- _Problem statement_
Update the stretch of entries from the line containing "Do you see any cabinet drawer" through the line containing "[527,36,600,135]" by changing "grab bar" to "towel bar", and leave everything else as it is.
··· Listing ···
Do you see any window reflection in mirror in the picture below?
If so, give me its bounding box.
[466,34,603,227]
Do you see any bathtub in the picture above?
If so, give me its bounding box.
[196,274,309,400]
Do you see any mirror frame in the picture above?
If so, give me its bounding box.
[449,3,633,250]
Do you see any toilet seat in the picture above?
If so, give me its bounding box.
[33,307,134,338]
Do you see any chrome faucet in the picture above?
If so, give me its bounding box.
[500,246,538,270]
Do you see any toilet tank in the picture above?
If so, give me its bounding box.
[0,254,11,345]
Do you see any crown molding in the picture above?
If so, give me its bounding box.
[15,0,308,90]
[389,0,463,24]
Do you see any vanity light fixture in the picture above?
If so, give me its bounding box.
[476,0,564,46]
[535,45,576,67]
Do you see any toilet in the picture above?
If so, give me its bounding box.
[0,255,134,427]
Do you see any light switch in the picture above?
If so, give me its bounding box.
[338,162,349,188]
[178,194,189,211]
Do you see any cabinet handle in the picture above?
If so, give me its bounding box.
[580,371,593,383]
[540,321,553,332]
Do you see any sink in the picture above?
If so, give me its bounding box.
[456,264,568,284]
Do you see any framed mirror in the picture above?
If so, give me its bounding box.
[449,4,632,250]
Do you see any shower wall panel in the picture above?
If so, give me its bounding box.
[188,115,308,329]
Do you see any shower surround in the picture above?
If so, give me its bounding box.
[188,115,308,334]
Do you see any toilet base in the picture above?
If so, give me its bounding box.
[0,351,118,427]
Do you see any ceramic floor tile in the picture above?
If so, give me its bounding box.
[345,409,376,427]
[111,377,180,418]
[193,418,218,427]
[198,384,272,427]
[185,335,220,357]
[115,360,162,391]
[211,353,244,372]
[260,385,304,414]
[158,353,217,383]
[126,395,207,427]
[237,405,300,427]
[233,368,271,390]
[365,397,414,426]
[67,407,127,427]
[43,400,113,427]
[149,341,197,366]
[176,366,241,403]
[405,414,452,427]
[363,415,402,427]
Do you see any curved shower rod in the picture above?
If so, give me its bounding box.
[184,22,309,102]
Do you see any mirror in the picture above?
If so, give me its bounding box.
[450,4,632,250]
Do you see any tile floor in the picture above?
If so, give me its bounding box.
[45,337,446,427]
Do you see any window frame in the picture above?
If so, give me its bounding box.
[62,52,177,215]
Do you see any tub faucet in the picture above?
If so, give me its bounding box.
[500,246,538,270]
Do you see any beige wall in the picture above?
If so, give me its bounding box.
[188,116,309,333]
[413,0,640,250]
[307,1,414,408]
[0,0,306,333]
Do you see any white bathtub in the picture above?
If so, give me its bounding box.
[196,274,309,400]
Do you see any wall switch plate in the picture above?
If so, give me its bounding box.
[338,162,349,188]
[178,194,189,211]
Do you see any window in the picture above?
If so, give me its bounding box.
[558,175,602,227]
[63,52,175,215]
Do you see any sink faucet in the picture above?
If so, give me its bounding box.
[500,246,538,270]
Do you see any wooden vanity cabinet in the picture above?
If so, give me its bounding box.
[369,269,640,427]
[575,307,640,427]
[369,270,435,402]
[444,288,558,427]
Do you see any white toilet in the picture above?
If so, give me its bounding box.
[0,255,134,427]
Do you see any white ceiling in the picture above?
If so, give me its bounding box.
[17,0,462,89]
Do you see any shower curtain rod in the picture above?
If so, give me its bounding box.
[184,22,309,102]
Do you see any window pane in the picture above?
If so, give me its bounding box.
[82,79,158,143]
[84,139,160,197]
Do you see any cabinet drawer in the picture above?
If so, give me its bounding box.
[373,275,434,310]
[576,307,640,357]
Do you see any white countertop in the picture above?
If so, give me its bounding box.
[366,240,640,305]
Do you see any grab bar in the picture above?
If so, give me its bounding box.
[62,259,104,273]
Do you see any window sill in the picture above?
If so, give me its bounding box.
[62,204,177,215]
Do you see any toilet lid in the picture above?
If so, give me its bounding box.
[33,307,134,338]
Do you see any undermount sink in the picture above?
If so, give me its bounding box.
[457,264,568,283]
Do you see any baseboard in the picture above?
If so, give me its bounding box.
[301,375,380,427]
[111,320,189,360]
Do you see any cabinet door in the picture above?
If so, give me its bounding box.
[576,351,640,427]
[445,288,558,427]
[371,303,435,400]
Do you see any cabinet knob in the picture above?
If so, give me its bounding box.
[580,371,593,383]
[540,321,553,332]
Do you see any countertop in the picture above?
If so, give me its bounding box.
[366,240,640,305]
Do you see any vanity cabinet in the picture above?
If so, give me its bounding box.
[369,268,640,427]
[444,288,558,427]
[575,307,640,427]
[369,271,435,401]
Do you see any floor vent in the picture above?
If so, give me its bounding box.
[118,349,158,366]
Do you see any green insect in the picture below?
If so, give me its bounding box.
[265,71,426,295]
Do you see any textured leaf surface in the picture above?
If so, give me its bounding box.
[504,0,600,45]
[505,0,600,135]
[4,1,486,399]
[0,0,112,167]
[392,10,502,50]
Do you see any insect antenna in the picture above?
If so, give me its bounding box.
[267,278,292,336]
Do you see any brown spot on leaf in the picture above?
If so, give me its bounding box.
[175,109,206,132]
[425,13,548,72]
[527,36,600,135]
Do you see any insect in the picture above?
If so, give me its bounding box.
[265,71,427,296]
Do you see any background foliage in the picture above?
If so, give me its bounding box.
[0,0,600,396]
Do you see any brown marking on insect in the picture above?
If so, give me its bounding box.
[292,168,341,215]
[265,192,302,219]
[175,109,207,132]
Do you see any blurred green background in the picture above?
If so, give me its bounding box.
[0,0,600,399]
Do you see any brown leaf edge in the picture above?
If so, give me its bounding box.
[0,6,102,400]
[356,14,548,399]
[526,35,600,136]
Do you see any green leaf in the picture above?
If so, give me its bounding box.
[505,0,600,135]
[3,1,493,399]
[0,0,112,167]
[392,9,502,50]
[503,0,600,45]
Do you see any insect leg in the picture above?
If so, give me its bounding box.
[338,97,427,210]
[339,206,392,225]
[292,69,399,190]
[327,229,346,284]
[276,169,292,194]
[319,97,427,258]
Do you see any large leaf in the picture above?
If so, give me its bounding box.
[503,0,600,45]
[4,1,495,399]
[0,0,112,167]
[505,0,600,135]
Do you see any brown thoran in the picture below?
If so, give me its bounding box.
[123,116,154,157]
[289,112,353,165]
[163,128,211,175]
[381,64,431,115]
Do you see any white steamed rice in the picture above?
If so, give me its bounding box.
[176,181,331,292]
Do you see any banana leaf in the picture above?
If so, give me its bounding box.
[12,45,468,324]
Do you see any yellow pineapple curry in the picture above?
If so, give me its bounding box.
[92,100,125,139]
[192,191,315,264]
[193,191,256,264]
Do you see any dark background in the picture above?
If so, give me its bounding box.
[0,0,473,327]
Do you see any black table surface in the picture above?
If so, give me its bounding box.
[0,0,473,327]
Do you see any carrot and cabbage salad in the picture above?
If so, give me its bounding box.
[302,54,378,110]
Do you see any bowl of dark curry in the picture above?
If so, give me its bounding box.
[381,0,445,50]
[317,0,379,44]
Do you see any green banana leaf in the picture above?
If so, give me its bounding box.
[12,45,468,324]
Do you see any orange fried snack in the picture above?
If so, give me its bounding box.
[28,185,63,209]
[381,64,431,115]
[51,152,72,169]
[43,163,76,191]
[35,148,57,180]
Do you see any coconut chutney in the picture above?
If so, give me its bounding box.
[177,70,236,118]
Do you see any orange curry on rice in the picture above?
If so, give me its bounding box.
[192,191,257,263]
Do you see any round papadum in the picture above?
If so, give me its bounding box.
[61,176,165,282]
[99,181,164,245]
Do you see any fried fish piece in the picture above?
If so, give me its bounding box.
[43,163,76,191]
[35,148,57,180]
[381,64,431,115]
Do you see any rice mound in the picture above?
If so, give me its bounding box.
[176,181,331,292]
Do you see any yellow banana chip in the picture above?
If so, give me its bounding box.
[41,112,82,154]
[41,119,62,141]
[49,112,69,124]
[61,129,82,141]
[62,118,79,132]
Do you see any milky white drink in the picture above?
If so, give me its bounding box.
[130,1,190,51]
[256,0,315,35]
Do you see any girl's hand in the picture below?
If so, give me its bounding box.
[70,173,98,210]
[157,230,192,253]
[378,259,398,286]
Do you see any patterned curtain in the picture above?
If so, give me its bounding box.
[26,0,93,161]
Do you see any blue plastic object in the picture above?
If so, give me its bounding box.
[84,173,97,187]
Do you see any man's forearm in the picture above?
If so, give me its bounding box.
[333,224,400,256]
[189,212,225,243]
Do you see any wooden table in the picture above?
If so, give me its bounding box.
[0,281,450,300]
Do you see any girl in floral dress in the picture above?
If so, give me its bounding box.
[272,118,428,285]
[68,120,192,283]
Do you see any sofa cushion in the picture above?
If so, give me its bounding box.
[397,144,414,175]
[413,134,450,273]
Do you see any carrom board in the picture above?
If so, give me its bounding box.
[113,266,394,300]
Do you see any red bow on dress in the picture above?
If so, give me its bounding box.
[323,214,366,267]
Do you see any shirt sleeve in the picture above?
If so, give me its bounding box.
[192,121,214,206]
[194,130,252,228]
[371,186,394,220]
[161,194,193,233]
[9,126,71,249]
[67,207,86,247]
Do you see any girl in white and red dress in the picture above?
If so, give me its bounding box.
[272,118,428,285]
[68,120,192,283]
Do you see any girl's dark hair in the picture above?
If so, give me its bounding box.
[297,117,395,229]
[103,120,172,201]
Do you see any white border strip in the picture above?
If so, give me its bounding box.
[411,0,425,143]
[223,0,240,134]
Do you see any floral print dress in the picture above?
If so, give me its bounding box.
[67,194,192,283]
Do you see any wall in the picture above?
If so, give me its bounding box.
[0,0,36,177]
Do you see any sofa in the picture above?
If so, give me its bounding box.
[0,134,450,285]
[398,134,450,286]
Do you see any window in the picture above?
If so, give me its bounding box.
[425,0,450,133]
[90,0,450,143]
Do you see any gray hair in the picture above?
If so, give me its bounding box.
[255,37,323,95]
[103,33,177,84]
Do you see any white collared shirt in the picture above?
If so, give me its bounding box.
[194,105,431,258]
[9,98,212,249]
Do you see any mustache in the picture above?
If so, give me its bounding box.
···
- _Task output_
Do you see any cabinet drawer in the picture above?
If so, give me its bounding box.
[373,275,434,310]
[576,307,640,357]
Do you see any white countertop in the picture above?
If so, give me its bounding box.
[366,240,640,305]
Do you see any towel bar in the picture above?
If so, give me its bounding box.
[62,259,104,273]
Do you see any window sill in the picture above?
If so, give me its bounding box.
[62,204,177,215]
Do you see any toilet lid in the picture above?
If so, give me its bounding box.
[33,307,134,338]
Do you see any undermount sink in the picture above?
If so, give me its bounding box.
[457,264,568,283]
Do you see any baseboard in the picture above?
If so, give me its bounding box.
[301,375,380,427]
[111,320,189,360]
Do you see any cabinet door in the picture above?
If so, give me its bounding box.
[576,351,640,427]
[445,288,558,427]
[371,303,435,400]
Do you see any cabinet knob in the picture above?
If so, give me its bounding box.
[580,371,593,383]
[540,321,553,332]
Do you see any countertop in the picture above?
If so, give me its bounding box.
[366,240,640,305]
Do you see any vanity cabinet in the picture above?
If so, give me its bounding box.
[369,268,640,427]
[444,288,558,427]
[575,307,640,427]
[369,271,435,401]
Do you see any floor vent in the picture above?
If so, give me its bounding box.
[118,349,158,366]
Do you see any green insect in the picture below?
If so, give me its bounding box.
[265,71,426,295]
Do you see any textured leaf surface in the picture above?
If so, give me its bounding box.
[504,0,600,45]
[505,0,600,135]
[4,1,486,399]
[0,0,112,167]
[392,10,502,50]
Do you see any insect antenna in the picture above?
If so, give me its bounding box.
[267,278,292,336]
Do you see any brown spot on leaf in the picture above?
If so, give me its bounding box.
[175,109,206,132]
[425,13,548,72]
[527,36,600,135]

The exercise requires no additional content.